>> Begin

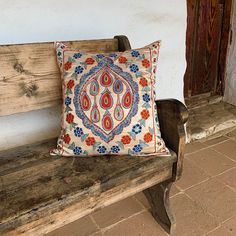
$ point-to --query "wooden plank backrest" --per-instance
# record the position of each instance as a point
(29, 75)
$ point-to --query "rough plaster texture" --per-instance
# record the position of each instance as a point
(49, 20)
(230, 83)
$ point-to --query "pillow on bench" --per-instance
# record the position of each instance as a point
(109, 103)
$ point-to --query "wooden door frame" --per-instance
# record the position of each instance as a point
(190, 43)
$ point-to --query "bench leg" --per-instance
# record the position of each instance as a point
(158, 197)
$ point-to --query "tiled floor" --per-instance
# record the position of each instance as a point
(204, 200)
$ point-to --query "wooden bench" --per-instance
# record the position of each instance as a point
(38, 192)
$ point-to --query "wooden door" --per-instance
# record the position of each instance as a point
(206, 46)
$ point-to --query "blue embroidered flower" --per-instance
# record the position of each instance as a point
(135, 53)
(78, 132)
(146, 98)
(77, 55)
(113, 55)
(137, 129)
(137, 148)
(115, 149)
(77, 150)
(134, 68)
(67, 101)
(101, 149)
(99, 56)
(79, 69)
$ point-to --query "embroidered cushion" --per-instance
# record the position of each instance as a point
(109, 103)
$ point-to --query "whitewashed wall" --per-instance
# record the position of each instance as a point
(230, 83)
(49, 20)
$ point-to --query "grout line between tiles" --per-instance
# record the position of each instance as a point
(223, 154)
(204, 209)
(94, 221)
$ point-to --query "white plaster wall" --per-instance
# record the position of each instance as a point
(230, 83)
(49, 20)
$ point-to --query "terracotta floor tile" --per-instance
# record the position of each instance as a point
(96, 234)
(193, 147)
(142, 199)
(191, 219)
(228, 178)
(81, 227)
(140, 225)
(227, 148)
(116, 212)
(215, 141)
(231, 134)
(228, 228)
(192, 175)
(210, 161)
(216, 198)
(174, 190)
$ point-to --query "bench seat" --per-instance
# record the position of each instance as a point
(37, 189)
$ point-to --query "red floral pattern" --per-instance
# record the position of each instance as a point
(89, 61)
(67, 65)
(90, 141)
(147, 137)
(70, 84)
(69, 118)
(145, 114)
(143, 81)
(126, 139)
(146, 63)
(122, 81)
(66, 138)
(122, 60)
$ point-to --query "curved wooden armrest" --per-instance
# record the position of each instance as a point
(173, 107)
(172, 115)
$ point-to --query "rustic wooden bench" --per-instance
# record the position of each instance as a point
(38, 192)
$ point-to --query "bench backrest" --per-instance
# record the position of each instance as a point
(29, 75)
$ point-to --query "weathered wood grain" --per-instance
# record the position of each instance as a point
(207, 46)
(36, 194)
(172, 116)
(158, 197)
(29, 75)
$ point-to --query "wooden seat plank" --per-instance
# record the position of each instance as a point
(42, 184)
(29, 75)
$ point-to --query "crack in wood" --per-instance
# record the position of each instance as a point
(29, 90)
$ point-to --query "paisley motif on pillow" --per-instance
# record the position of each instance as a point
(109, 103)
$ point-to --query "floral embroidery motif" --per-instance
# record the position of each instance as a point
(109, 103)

>> End
>> Begin

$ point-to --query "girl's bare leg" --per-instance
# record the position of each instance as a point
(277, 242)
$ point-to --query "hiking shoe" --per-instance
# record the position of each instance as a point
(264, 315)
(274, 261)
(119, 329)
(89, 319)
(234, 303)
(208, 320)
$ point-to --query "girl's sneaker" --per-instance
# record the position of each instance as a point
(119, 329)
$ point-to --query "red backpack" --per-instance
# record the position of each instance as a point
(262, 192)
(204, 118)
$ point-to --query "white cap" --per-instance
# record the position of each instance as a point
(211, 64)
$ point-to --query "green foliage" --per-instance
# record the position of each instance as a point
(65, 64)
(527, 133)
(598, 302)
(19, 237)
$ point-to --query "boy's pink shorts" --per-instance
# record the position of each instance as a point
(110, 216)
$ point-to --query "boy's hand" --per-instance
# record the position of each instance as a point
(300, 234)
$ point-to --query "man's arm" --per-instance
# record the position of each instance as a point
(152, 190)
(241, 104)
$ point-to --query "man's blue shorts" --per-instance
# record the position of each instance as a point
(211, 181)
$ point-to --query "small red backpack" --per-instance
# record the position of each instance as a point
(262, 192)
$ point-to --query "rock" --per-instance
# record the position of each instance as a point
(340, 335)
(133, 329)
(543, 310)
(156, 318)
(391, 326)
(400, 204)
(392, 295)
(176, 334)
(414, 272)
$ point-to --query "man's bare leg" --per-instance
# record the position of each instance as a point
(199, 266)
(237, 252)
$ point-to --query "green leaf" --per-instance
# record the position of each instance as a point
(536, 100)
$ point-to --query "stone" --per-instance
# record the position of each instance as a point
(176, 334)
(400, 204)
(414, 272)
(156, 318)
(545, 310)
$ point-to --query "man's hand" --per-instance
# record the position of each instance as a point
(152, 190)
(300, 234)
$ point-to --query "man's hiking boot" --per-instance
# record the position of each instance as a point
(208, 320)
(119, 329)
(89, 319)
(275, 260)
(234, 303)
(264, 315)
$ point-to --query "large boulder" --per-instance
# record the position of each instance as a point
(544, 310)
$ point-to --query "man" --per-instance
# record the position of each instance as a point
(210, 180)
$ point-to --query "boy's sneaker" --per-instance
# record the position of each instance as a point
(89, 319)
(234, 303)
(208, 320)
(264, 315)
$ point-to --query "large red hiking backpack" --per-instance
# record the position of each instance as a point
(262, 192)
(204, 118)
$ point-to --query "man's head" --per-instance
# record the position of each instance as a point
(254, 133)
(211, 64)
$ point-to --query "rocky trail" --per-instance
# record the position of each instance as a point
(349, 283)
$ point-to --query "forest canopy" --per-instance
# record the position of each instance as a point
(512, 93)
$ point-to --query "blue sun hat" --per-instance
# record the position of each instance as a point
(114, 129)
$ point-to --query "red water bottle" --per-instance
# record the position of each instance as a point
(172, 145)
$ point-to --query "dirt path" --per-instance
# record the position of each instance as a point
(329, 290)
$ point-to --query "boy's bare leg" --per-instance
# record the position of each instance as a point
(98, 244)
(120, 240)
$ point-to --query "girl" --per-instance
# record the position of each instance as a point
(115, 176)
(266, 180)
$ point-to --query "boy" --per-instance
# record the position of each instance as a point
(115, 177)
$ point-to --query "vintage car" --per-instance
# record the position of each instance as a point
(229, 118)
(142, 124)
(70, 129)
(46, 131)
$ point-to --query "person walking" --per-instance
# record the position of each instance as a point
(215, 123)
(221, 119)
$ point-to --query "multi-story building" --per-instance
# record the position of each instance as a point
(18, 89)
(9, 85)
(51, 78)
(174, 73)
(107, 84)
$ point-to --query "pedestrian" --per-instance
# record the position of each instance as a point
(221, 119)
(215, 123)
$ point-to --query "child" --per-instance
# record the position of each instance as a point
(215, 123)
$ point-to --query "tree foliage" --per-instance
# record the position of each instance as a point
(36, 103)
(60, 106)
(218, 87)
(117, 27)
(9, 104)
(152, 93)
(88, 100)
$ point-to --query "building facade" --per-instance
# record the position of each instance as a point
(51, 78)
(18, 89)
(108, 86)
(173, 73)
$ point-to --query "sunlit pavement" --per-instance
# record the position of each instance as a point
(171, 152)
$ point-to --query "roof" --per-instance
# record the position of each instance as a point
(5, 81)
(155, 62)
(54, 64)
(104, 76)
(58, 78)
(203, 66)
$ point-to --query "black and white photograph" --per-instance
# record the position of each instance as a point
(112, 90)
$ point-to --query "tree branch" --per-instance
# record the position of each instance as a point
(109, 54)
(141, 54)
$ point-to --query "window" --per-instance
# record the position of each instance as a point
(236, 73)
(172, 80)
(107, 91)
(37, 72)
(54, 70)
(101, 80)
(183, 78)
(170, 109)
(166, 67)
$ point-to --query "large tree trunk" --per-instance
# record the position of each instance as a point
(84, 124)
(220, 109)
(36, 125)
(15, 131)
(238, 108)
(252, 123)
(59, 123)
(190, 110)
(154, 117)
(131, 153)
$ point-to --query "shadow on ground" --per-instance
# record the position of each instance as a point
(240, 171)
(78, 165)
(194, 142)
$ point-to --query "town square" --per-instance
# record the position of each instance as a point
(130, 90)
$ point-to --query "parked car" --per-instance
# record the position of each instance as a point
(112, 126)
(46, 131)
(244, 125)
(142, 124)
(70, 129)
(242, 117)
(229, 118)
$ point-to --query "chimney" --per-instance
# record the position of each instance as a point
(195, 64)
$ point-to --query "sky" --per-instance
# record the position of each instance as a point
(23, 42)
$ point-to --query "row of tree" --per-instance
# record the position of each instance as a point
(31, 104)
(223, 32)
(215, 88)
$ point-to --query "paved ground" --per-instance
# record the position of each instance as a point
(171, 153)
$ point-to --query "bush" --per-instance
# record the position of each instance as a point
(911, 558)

>> End
>> Begin

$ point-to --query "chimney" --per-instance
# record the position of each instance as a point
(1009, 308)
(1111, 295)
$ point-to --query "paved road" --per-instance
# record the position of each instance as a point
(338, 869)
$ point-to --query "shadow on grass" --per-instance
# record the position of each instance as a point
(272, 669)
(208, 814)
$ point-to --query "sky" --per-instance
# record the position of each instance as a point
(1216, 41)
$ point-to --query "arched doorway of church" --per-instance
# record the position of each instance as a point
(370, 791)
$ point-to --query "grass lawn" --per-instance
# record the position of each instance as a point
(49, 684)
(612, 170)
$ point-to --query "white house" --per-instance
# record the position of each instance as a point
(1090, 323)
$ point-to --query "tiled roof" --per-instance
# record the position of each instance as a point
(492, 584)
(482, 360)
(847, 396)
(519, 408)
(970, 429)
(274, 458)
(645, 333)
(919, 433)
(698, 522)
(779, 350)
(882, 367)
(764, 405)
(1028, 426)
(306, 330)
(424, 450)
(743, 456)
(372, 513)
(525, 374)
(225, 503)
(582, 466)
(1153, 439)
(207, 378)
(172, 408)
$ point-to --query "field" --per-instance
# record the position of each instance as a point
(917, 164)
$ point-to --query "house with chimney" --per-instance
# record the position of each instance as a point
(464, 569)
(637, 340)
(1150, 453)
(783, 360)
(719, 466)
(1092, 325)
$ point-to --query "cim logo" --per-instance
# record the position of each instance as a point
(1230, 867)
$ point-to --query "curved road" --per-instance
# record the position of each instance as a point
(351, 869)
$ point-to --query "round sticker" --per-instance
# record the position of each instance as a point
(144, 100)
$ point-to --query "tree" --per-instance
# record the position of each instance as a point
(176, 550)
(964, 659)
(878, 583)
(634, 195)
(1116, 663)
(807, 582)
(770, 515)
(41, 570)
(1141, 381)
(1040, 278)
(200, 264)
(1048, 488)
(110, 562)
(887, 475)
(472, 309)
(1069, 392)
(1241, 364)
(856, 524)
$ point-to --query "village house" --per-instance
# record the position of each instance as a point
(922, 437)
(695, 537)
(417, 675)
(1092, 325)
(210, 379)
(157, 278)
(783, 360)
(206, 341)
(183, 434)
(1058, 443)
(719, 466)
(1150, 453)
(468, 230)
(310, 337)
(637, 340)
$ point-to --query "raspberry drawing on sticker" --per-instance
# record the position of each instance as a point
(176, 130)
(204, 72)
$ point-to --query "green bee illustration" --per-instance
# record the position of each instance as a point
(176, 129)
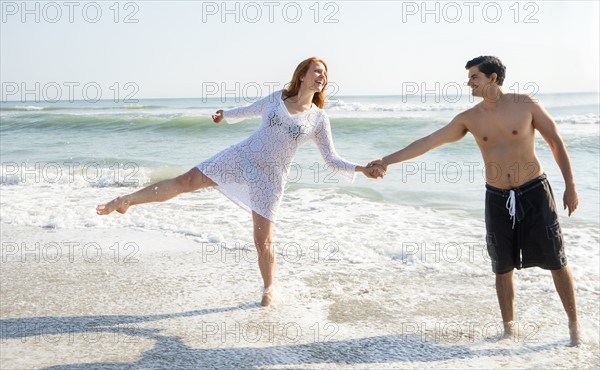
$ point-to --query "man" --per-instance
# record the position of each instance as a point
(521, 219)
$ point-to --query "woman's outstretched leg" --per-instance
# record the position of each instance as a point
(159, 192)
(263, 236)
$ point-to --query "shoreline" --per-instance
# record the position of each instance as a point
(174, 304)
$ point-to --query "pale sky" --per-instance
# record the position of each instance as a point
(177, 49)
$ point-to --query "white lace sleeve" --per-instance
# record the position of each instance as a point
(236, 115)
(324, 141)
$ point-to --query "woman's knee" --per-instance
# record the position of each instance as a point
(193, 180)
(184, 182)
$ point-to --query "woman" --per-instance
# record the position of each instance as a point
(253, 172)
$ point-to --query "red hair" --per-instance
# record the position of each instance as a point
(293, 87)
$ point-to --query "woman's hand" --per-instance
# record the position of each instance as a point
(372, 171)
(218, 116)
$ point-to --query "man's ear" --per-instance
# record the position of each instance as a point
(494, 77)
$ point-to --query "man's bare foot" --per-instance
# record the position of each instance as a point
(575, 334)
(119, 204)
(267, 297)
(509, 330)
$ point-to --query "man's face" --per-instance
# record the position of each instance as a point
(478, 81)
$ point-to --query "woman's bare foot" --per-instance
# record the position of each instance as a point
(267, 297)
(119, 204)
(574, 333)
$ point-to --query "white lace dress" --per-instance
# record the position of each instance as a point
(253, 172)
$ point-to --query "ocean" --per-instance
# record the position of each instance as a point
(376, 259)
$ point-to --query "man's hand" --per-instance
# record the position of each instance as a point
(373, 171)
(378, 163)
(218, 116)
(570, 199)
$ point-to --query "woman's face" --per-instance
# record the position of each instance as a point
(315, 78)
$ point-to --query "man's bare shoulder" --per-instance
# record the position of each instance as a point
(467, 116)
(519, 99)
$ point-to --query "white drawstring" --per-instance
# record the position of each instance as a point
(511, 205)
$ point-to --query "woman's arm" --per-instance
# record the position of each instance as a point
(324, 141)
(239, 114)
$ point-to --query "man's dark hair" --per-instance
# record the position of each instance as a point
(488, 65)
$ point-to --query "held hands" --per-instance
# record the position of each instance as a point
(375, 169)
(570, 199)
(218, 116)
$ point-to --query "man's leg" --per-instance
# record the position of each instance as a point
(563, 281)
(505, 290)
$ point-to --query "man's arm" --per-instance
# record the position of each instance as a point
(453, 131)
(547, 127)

>> End

Your task => Pull out every line of the rows above that holds the word "pillow", and copy each one unchanged.

Task response =>
$ point-to --query "pillow on bench" --per-instance
$ point-to --query "paisley motif on pillow" --per-instance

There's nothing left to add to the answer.